Data supplied
## begin

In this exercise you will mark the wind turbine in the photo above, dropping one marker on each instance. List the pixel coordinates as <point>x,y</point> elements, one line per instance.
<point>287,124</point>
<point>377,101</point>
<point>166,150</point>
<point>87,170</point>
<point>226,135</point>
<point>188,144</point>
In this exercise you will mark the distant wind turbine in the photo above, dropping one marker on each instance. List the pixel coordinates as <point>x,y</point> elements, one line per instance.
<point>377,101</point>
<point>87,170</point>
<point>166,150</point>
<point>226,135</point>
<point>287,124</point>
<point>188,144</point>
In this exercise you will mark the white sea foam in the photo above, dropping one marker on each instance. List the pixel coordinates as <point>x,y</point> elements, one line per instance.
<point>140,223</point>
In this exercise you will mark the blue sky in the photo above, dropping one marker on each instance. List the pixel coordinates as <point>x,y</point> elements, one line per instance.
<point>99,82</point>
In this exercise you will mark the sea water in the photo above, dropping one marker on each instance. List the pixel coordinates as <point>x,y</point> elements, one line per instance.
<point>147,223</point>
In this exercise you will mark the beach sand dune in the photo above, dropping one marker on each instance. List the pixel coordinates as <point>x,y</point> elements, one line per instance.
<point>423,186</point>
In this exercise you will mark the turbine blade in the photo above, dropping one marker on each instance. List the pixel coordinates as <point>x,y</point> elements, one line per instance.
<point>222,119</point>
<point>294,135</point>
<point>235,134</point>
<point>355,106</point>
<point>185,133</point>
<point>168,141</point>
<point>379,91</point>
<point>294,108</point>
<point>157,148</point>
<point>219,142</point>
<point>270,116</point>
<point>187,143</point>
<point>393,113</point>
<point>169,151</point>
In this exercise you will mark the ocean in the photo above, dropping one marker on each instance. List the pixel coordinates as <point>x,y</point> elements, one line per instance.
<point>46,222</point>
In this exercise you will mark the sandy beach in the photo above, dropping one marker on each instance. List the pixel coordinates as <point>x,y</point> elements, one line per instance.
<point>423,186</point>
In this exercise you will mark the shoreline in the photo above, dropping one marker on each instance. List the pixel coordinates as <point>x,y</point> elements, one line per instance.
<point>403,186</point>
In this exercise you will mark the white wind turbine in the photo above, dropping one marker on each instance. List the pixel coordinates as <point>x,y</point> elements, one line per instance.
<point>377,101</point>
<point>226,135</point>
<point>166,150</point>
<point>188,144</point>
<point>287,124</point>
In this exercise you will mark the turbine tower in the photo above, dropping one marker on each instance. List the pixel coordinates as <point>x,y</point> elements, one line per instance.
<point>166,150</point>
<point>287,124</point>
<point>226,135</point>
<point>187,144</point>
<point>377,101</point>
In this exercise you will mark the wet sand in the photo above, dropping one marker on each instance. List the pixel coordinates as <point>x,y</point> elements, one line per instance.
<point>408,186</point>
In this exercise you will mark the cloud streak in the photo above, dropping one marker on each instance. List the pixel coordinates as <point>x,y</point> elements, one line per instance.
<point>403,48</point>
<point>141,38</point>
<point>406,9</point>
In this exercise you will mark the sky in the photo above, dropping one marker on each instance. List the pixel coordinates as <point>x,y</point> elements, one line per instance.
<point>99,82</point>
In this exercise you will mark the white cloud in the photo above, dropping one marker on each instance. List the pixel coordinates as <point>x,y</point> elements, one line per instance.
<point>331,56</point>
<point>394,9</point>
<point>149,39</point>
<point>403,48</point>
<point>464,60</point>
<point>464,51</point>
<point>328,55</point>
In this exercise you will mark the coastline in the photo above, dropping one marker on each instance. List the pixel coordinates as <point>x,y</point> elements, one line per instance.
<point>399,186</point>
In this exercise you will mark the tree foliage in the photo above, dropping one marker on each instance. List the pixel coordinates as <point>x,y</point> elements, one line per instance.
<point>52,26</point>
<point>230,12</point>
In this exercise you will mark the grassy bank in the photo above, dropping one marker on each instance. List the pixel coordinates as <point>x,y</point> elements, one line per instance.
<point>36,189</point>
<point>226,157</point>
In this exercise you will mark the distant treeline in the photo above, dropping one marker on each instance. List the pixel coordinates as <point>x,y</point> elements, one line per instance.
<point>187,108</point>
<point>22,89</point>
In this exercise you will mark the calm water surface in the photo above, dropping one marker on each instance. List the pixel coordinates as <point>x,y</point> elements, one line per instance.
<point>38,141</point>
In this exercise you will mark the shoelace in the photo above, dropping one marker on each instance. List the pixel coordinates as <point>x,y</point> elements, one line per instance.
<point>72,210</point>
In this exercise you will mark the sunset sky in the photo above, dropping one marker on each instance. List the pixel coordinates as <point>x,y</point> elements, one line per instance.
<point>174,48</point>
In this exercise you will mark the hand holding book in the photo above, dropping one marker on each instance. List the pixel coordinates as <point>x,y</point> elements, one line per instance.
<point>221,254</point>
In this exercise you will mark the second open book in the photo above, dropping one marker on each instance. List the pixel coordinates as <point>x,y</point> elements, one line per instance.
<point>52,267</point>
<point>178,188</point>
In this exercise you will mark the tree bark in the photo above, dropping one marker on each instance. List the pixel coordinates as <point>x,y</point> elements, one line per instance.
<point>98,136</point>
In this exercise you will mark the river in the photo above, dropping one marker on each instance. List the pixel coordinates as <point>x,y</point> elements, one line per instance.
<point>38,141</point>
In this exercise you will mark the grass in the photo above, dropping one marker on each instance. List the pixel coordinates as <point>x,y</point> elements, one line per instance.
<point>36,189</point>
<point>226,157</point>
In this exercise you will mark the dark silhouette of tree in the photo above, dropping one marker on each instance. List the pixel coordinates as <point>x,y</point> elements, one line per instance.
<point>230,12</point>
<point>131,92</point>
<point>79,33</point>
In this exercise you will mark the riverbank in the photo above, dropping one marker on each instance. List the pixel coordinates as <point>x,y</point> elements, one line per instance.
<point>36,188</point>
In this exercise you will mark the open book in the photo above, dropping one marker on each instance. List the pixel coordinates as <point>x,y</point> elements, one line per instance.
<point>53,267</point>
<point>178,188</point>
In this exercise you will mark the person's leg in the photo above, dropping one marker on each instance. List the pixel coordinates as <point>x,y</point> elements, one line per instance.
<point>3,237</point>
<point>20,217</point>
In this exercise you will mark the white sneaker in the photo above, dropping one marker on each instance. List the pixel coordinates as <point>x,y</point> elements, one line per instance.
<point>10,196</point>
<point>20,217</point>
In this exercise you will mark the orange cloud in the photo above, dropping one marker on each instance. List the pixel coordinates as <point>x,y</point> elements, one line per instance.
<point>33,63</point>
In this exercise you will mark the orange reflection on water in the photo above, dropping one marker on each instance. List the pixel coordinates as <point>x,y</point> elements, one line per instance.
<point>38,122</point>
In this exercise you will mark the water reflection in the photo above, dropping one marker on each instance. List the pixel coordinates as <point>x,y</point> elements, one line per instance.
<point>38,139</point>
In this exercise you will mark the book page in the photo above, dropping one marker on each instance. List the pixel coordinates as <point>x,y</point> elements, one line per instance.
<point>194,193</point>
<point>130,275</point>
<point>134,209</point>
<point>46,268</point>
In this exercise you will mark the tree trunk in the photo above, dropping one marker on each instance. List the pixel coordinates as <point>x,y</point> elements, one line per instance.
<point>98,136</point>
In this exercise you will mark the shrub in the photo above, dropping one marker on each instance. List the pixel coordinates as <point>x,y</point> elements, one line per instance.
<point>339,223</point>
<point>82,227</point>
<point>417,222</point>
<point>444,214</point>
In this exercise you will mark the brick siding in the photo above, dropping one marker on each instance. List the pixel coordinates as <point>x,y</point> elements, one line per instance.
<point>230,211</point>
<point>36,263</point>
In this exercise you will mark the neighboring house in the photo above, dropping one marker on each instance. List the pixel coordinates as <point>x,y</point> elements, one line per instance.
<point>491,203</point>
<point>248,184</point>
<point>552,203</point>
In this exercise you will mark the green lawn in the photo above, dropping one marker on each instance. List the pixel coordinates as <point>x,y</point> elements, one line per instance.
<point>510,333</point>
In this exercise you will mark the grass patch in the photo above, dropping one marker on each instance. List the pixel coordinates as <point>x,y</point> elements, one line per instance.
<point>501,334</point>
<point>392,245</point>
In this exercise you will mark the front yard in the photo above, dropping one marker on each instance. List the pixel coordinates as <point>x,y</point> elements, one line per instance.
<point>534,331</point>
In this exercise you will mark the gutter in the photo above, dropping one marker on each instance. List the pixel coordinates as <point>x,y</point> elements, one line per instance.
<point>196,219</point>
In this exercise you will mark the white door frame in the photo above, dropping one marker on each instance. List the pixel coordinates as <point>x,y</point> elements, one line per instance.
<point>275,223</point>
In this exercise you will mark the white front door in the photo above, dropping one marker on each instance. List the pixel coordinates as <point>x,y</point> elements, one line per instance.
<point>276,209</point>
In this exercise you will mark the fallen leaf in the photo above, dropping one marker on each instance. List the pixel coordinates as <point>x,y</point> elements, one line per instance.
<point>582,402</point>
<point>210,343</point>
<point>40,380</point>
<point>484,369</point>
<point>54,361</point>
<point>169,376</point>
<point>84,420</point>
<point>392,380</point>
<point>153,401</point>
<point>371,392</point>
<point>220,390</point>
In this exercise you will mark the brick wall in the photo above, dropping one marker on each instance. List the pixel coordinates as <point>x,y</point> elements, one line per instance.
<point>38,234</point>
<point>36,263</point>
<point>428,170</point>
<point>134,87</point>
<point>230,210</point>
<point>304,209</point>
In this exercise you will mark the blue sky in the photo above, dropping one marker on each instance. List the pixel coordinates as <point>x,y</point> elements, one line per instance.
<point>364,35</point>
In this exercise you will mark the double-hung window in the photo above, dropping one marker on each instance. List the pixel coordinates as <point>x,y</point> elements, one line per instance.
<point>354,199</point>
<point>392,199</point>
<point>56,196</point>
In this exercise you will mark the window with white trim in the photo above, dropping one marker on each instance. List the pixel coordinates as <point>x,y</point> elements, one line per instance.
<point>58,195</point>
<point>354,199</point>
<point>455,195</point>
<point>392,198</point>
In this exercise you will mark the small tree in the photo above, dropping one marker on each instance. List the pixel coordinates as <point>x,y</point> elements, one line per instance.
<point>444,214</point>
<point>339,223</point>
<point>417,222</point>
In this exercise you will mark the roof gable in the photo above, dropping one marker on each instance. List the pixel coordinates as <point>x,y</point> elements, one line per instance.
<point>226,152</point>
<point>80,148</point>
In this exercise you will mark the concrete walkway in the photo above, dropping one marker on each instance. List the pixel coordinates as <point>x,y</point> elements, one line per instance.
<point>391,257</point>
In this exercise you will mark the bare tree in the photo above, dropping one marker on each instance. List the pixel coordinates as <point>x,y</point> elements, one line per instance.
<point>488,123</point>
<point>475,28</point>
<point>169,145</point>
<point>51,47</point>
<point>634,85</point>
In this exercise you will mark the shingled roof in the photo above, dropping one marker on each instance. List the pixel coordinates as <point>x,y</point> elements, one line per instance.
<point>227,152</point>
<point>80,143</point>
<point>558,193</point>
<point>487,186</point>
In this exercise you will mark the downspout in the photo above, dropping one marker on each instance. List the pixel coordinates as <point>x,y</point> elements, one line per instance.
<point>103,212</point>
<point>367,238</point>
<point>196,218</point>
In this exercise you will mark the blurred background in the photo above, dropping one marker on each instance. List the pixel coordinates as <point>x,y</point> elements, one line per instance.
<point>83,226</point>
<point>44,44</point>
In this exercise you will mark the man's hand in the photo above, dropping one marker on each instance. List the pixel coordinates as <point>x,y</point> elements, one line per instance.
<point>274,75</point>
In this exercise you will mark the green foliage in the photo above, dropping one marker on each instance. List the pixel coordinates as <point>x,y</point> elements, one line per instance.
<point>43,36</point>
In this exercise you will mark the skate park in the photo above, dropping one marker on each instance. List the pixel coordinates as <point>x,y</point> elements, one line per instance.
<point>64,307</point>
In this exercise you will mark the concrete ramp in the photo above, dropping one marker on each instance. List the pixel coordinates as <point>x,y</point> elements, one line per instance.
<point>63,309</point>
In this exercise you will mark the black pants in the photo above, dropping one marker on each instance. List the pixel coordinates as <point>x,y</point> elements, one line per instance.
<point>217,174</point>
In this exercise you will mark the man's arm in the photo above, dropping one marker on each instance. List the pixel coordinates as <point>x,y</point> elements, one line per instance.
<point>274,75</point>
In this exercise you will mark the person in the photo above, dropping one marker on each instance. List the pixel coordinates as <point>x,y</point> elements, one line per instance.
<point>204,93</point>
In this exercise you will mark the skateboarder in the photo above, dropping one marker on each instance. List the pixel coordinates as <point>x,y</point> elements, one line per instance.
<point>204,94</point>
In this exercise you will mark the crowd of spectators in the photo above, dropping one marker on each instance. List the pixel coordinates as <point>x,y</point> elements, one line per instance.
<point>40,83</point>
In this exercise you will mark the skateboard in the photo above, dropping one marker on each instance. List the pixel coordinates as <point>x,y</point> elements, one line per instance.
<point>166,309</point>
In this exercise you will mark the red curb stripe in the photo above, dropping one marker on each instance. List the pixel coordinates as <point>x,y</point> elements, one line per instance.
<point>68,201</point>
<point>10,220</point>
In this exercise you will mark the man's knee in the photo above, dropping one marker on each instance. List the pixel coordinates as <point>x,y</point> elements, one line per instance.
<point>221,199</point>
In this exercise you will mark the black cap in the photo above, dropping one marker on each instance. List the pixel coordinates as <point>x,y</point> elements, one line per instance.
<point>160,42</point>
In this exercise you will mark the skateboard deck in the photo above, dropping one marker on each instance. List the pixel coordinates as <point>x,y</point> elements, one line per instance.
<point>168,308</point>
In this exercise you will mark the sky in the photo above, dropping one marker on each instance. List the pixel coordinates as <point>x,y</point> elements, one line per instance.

## end

Exercise description
Copy the listing above, starting with the line containing "In this exercise you will mark the shingled" and continuing through the line containing "<point>487,186</point>". Shift every coordinate value in the answers by -20 and leave all other text unchanged.

Answer for the task
In this exercise you will mark the shingled roof in the photo above, dropping one marker on each instance. List the pixel coordinates as <point>x,y</point> elements, one line per instance.
<point>207,132</point>
<point>60,123</point>
<point>538,173</point>
<point>467,166</point>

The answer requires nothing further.